WORK INSTRUCTIONS:
What you produce should match the records exactly, line for line.

GIVEN DATA section start

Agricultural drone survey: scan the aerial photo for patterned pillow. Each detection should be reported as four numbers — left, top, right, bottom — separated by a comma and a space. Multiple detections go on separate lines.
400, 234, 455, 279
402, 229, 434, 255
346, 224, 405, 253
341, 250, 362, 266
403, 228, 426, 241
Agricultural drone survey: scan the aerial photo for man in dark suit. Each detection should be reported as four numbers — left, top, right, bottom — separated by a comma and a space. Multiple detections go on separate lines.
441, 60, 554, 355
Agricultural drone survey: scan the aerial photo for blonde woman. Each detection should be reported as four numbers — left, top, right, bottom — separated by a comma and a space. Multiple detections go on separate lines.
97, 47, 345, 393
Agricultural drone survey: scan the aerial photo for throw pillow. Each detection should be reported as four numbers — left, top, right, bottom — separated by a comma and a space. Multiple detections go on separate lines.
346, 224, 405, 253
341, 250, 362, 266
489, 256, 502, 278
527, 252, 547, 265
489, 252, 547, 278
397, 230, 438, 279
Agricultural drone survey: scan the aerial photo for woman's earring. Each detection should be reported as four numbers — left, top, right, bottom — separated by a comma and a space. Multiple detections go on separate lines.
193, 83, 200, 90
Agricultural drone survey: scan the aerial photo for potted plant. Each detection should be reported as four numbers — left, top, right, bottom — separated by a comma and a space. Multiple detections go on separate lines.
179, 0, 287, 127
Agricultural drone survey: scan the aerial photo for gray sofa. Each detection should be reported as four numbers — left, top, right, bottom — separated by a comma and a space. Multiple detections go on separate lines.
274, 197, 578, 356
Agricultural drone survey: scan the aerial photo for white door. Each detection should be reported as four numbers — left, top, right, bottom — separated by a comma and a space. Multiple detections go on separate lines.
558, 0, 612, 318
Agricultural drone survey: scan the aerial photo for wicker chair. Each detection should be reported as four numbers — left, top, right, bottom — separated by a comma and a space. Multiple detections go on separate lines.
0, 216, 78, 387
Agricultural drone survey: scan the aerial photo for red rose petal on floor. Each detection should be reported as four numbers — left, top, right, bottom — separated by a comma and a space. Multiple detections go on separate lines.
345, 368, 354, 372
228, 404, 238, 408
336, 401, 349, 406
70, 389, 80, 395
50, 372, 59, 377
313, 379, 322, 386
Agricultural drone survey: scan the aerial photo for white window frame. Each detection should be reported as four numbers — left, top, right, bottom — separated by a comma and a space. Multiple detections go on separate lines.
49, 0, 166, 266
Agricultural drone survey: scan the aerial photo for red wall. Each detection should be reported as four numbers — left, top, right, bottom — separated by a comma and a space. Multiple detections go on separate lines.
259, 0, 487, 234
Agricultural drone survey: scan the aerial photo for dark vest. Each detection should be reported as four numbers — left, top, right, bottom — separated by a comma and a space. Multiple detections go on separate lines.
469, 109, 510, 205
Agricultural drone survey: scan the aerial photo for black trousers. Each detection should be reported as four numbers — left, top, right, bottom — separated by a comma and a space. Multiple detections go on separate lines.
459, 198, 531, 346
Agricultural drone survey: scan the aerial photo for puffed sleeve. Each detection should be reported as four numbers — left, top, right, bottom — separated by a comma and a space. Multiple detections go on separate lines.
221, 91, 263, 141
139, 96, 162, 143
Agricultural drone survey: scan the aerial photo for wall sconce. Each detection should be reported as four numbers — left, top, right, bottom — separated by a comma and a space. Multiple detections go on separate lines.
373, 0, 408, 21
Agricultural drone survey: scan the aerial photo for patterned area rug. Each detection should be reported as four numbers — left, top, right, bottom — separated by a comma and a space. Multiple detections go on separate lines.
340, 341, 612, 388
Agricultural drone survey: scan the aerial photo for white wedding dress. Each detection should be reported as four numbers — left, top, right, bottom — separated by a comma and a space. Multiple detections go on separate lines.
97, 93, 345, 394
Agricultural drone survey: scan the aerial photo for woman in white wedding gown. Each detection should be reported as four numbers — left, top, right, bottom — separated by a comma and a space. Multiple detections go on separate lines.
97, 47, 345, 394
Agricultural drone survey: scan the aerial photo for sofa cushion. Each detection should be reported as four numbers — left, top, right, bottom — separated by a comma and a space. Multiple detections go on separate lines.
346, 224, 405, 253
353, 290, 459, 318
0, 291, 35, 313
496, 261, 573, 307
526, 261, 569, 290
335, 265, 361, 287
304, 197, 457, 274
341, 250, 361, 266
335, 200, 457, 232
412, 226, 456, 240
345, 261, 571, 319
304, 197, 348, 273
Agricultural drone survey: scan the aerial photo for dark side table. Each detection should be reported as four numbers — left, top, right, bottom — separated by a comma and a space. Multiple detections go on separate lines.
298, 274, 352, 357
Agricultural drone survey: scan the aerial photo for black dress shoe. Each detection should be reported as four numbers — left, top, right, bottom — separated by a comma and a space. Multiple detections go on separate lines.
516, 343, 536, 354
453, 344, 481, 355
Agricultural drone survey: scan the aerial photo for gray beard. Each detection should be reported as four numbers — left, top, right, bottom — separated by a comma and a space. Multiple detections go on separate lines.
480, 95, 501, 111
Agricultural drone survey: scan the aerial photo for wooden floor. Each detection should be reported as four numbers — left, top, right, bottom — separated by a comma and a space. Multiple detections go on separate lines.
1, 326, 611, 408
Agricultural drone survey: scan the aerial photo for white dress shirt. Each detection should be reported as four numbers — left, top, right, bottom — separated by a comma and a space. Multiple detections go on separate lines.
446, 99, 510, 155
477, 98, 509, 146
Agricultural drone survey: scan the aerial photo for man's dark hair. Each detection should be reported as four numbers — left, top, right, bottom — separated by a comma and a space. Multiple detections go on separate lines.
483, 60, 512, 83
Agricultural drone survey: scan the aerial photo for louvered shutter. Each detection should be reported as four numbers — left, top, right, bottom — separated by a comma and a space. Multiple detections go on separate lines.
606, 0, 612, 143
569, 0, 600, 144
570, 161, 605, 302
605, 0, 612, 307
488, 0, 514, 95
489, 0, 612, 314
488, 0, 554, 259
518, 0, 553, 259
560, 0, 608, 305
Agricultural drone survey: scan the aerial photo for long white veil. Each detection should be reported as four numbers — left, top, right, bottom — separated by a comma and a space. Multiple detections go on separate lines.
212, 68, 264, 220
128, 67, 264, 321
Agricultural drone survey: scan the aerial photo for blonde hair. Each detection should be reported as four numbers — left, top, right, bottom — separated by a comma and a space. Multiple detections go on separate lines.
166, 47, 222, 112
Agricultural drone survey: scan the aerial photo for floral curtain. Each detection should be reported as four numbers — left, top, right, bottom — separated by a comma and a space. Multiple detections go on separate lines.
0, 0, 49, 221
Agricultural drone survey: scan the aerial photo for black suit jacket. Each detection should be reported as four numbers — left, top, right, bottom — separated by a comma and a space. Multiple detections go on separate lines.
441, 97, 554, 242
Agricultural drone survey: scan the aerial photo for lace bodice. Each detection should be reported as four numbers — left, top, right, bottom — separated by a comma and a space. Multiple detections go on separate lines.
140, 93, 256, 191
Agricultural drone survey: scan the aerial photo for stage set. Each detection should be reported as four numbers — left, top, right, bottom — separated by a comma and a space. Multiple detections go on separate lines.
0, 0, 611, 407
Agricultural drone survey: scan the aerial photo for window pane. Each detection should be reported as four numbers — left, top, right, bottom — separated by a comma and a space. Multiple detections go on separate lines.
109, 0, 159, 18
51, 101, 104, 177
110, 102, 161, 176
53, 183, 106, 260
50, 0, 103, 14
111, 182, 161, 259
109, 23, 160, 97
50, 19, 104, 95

GIVEN DATA section end

WRITTEN SOLUTION:
Agricultural drone survey: scan the aerial photo for patterned pillow. Each detection should be reported as four numbers — left, top, right, bottom — separated by a comma and a space. Multiple detections go on separate lines.
400, 234, 455, 279
402, 229, 434, 255
346, 224, 405, 253
341, 250, 362, 266
403, 228, 426, 241
Agricultural drone survey: scan the aerial photo for man in dark suit. Each detection should be reported as four numbers — left, top, right, bottom — separated by a comma and a space. Multiple detections go on separate lines.
441, 60, 554, 355
Agricultural drone survey: scan the aerial photo for blonde woman. Each detection should be reported as four numbers — left, top, right, bottom — separated by a comma and a space. Multiple detections go on separate lines.
97, 47, 345, 393
Agricultural drone survey: scan the aerial photo for throw pillow. Each detection should be reported as four numbers — left, top, right, bottom — separated by a comma and a space. Multiple detections go on separate lines.
346, 224, 405, 253
341, 250, 362, 266
489, 256, 502, 278
527, 252, 547, 265
489, 252, 547, 278
397, 230, 438, 279
Agricultural drone survey: scan the aerial photo for woman's earring. Each detection should be reported as four numbers — left, top, right, bottom — separated by a comma and a space. Multiple detections go on separate lines.
193, 83, 200, 90
Agricultural drone survey: scan the aerial photo for potted plant. Each detection should be reported as four numbers — left, top, right, bottom — separated by a comma and a space. Multiple detections go on separate lines.
179, 0, 287, 127
Agricultural drone survey: scan the aerial photo for gray sofa. Each detection should be reported as four numbers — left, top, right, bottom — separated by a comma and a space. Multiple detections go on separate lines.
274, 197, 578, 356
Agricultural drone survey: scan the aerial photo for white door. Each detection should be reported as four numbers — left, top, right, bottom — separated by a comma and a space. Multiple detections go on separate lines.
558, 0, 612, 318
Agricultural drone survey: scan the aerial photo for wicker chair. Each detection should be reported as four numbers — left, top, right, bottom — separated by a comma and a space. Multiple detections go on separate lines.
0, 216, 78, 387
Agricultural drone survey: scan the aerial photo for red rose petal on floor. Each detection should be reported as four numbers — left, top, right, bottom — separated by a comma and a space. Multiple detections go on separate lines.
345, 368, 354, 372
228, 404, 238, 408
336, 401, 349, 406
70, 389, 80, 395
50, 372, 59, 377
313, 379, 322, 386
Agricultural drone survey: scan the aerial photo for white window frame. Each detection should be reported as four numbers — left, top, right, bottom — separated by a comma and a space. Multiple detections go on separate lines.
49, 0, 166, 266
Agricultural drone survey: scan the aerial photo for red wall. Each detection should be reported as four numbers — left, top, right, bottom — separated by a comma and a space. Multiple detections go on separate lines.
259, 0, 487, 234
Agricultural drone survey: scan the aerial photo for dark vest. Each detection should be reported as four numbers — left, top, right, bottom — separated by a comma and a space. Multiple detections go on separate lines.
469, 109, 510, 205
Agricultural drone survey: scan the aerial photo for black trousers. Each detection should be reported as four numbers — left, top, right, bottom — separated by a comma and a space. Multiple detections go on separate lines.
459, 198, 531, 346
Agricultural drone survey: scan the aerial photo for puffed sleeve. Each detection should be reported as four numbers — left, top, right, bottom — separated by a comma and a space. Multiple detections go on separate lines.
221, 91, 263, 141
139, 96, 162, 143
Agricultural drone survey: scan the aerial photo for wall sconce. Each detection should be reported as four numbers — left, top, right, bottom — separated by a comma and a space. Multiple detections go on separate lines.
373, 0, 408, 21
Agricultural drone survey: scan the aerial photo for patterned area rug. Each detection should be reported as four numbers — left, top, right, bottom — separated by a comma and a space. Multiple detections go on separate lines.
340, 341, 612, 388
Agricultural drone survey: scan the aerial photo for white wedding dress. Each detection should be reported as four numbers — left, top, right, bottom — separated by a comma and a space. Multiple detections go on separate lines.
97, 93, 345, 394
Agricultural drone survey: scan the aerial photo for woman in white wedding gown. Each detection should be reported as four numbers — left, top, right, bottom — separated by a comma and a space. Multiple detections go on separate lines.
97, 47, 345, 394
Agricultural drone survey: scan the aerial photo for sofa cushion. Each detection should be reported as four numbers — left, top, right, bottom — separated by a comma and a space. Multiple detections go on separate lines.
346, 224, 405, 253
353, 290, 459, 318
0, 291, 35, 313
496, 261, 573, 307
526, 261, 569, 290
335, 265, 361, 287
304, 197, 457, 274
341, 250, 361, 266
335, 200, 457, 232
412, 226, 456, 240
345, 261, 571, 319
304, 197, 348, 273
Agricultural drone survey: scan the aerial photo for dark side table. Each detection should be reported as four numbers — left, top, right, bottom — separated by a comma and a space. Multiple detections go on separate lines.
298, 274, 352, 357
Agricultural drone survey: scan the aerial photo for black dress shoe. Each detection should be reported as four numbers — left, top, right, bottom — separated by a comma and a space. Multiple detections go on separate lines.
516, 343, 536, 354
453, 344, 481, 355
Agricultural drone survey: scan the aerial photo for gray beard. Each detection should be reported as four numbers — left, top, right, bottom — separated by a comma and a space. Multiple detections go on separate lines.
480, 95, 501, 111
Agricultural drone survey: scan the aerial photo for wooden floor. Each detection should be reported as four numbers — left, top, right, bottom — separated by a comma and a space. Multiple detections go on separate lines.
1, 326, 611, 408
Agricultural drone survey: scan the aerial photo for white dress shirt. Each detection should be reported as four numbers — left, top, right, bottom — separated by a comma and a space. Multiple detections go on separate lines.
446, 99, 510, 155
477, 98, 509, 146
Agricultural drone survey: scan the aerial photo for man's dark hair. Each detection should be reported as four numbers — left, top, right, bottom — separated by a comma and a space. Multiple detections go on separate lines.
483, 60, 512, 83
Agricultural drone survey: scan the aerial photo for louvered shutter. Each detection should be reported as four numbers — left, top, right, bottom — separated by a comma and a space. Multiple detections go on separate lines.
606, 0, 612, 143
569, 0, 600, 144
570, 161, 605, 302
605, 0, 612, 307
488, 0, 514, 95
489, 0, 612, 314
488, 0, 554, 259
518, 0, 553, 259
560, 0, 608, 305
Agricultural drone survey: scan the aerial photo for long white veil. Each detection should be reported as four numbers — left, top, right, bottom — separated by a comma and a space. Multiple detections go on separate lines.
212, 68, 264, 220
128, 67, 264, 321
Agricultural drone survey: scan the aerial photo for blonde hair. Each detection should be reported as four numbers — left, top, right, bottom — separated by a comma and a space. Multiple detections go on separate lines.
166, 47, 222, 112
Agricultural drone survey: scan the aerial photo for floral curtain. Each detection should be reported as four numbers — left, top, right, bottom — separated by a comma and a space. Multiple detections go on separate lines.
0, 0, 49, 221
Agricultural drone survey: scan the aerial photo for black suit jacket. Each detection should be reported as four numbers — left, top, right, bottom — separated by a comma and a space. Multiple detections go on separate lines.
441, 97, 554, 242
Agricultural drone survey: scan the aerial photo for lace bodice. Each detection should be reported as four numbers — left, top, right, bottom — separated by a comma and a space. Multiple detections go on separate lines.
140, 93, 256, 191
Agricultural drone survey: scan the aerial photo for stage set. Each detection should be reported as four numbers — left, top, right, bottom — separated by a comma and a space. Multiple detections go on separate lines.
0, 0, 611, 407
Agricultural drone survey: scan the aerial photo for window pane. Each detection should be reported as four numbers — left, top, right, bottom — separated by a comma and a space. Multiple detections go on separate lines.
109, 0, 159, 18
51, 101, 104, 177
110, 102, 161, 176
53, 183, 106, 260
50, 0, 103, 14
111, 182, 161, 259
109, 23, 160, 97
50, 19, 104, 95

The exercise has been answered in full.